Não levou. O cargo ficou com Janot
.
Ontem a revista Veja
revelou que Ela estava em Portugal em uma manifestação que ocorreu na
Universidade contra Temer.
Ela, talvez o mais
precioso ativo do MPF, foi tratada como descartável
por Robalinho,
presidente da ANPR
Por ser de um caráter
inflexível, Ela pediu demissão do cargo de subprocuradora. Por ser de caráter
adaptativo, Janot aceitou. E a ANPR (Associação Nacional dos Procuradores da
República) apoiou a saída em carta ao blog O Antagonista, que é a melhor
expressão do que se tornou o MPF.
Suponha-se que os
ventos ainda estivessem soprando na direção das políticas sociais, das práticas
civilizatórias, da tolerância. Qual teria sido o papel de Janot e da ANPR?
Certamente, de hipotecar total solidariedade a Ela, tratando-a como merecia: um
ativo valiosíssimo do Ministério Público.
Nem se condene Janot,
José Cavalcanti Robalinho (da ANPR) e outros: eles são humanos, demasiadamente
humanos, aliás. Não vieram para tentar conduzir as ondas, mas para entender
seus movimentos e surfar, se adaptando às marés da política. Eles representam a
média. São "malacos" e se orgulham de sua esperteza.
No curto prazo, a
sociedade não se rege por belos gestos, pelo poder disseminador do bom exemplo.
Se a falta de escrúpulos levar à vitória, aos vitoriosos será assegurada a
devida revisão biográfica e os maus gestos condenados ao esquecimento.
A médio prazo, o jogo é
outro.
Peça 3 – os próximos
passos
Com Dilma cassada,
haverá uma nova rodada do chamado porre dos vencedores.
O jogo da Lava Jato
será contido por duas ações paralelas:
STF – Os processos da
Lava Jato estão sendo julgados pela 2a Turma, que estava desfalcada porque já
haviam passado sete meses da aposentadoria de Joaquim Barbosa e Dilma ainda não
tinha indicado o substituto. Para preencher a turma, Dias Toffoli se ofereceu
para sair da 1a para a 2a Turma. Como nenhum outro Ministro se ofereceu,
transferiu-se e assumiu a presidência. Quem planejou toda a operação?

- [Dados fornecidos]:
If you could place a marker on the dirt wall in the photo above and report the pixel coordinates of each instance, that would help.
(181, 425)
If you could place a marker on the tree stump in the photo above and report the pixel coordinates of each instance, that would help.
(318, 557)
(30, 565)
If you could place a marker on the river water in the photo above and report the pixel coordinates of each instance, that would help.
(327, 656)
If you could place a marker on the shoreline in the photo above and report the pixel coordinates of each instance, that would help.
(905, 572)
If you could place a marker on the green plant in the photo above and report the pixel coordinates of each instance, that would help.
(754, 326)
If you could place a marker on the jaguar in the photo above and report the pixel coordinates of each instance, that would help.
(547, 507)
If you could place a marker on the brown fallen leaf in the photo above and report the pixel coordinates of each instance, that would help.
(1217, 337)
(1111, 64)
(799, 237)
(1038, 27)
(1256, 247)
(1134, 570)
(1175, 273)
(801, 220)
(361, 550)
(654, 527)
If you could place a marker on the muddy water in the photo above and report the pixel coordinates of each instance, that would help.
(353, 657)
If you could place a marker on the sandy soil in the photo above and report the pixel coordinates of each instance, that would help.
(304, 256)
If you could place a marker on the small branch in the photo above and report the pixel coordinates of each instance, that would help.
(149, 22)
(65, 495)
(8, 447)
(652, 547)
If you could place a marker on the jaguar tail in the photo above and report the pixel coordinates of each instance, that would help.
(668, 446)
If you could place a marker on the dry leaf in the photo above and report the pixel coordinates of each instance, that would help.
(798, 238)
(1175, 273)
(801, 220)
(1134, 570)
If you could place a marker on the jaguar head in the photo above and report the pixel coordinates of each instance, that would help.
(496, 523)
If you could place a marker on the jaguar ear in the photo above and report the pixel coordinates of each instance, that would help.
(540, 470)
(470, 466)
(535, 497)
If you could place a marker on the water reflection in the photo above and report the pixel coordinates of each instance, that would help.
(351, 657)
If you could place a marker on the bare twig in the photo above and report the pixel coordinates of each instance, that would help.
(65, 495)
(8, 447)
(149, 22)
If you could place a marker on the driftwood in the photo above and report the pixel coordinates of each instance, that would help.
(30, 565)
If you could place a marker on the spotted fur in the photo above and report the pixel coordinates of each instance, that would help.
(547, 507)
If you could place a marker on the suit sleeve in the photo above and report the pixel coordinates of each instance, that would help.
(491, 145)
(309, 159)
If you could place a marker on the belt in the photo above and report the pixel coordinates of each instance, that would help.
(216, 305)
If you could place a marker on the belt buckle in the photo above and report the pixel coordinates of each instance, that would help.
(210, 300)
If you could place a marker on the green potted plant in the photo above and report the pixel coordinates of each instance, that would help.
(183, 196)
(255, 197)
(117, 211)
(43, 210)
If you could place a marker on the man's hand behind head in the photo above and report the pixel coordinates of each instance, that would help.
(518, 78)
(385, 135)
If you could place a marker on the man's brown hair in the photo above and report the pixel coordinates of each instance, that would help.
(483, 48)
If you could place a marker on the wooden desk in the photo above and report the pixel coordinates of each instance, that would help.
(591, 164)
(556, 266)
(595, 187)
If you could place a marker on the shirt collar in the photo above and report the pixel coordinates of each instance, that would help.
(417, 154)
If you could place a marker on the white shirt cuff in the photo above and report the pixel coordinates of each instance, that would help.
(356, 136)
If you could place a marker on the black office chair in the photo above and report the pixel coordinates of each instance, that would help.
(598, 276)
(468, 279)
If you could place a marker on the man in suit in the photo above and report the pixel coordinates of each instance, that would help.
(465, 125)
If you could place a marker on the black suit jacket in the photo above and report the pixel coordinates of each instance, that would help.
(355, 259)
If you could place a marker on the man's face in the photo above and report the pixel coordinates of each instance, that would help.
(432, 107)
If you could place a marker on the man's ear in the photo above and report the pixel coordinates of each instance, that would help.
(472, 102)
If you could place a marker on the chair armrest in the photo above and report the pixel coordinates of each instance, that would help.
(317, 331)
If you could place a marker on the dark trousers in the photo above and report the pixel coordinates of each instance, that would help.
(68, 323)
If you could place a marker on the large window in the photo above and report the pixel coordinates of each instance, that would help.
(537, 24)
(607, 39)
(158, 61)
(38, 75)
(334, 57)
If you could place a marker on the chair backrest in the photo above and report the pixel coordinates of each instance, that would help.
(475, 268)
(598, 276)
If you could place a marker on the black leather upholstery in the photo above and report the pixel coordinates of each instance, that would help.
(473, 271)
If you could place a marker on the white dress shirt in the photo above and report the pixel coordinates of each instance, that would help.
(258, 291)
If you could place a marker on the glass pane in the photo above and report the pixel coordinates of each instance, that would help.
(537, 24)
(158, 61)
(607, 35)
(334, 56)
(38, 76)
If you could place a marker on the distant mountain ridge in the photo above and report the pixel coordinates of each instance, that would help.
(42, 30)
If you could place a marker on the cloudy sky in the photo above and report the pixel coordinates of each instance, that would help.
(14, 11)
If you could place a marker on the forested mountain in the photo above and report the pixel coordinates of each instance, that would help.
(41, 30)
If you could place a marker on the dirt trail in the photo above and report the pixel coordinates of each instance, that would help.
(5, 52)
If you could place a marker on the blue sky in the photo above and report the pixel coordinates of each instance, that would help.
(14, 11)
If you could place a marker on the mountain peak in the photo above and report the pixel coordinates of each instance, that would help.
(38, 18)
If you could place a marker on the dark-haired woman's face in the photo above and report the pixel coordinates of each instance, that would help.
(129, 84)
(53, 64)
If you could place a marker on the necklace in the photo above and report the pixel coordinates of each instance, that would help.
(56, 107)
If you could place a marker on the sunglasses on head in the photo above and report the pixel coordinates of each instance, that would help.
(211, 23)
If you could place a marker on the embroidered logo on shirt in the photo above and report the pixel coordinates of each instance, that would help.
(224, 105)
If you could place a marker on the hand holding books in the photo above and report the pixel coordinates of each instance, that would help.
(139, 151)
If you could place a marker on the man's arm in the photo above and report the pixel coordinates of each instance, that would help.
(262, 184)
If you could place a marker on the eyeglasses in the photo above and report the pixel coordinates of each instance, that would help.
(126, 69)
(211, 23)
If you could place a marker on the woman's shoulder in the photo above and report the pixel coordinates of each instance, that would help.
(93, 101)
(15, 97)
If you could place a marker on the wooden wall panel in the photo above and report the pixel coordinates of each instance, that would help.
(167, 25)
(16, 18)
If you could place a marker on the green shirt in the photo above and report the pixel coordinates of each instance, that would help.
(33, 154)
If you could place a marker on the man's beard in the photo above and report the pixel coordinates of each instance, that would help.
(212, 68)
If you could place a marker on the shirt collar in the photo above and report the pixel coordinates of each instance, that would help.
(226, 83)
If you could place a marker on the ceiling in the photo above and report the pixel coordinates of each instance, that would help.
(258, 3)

- [O que fazer]:
[a] Por favor, reproduza fielmente o trecho do texto fornecido começando em "Ela, talvez o" e terminando em "tornou o MPF.".
[b] Conte as linhas dos registros que contêm a palavra "leaf", levando em conta maiúsculas e minúsculas, e informe apenas o número.

- [Lista de soluções]:
[a]
Ela, talvez o mais
precioso ativo do MPF, foi tratada como descartável
por Robalinho,
presidente da ANPR
Por ser de um caráter
inflexível, Ela pediu demissão do cargo de subprocuradora. Por ser de caráter
adaptativo, Janot aceitou. E a ANPR (Associação Nacional dos Procuradores da
República) apoiou a saída em carta ao blog O Antagonista, que é a melhor
expressão do que se tornou o MPF.

[b] 2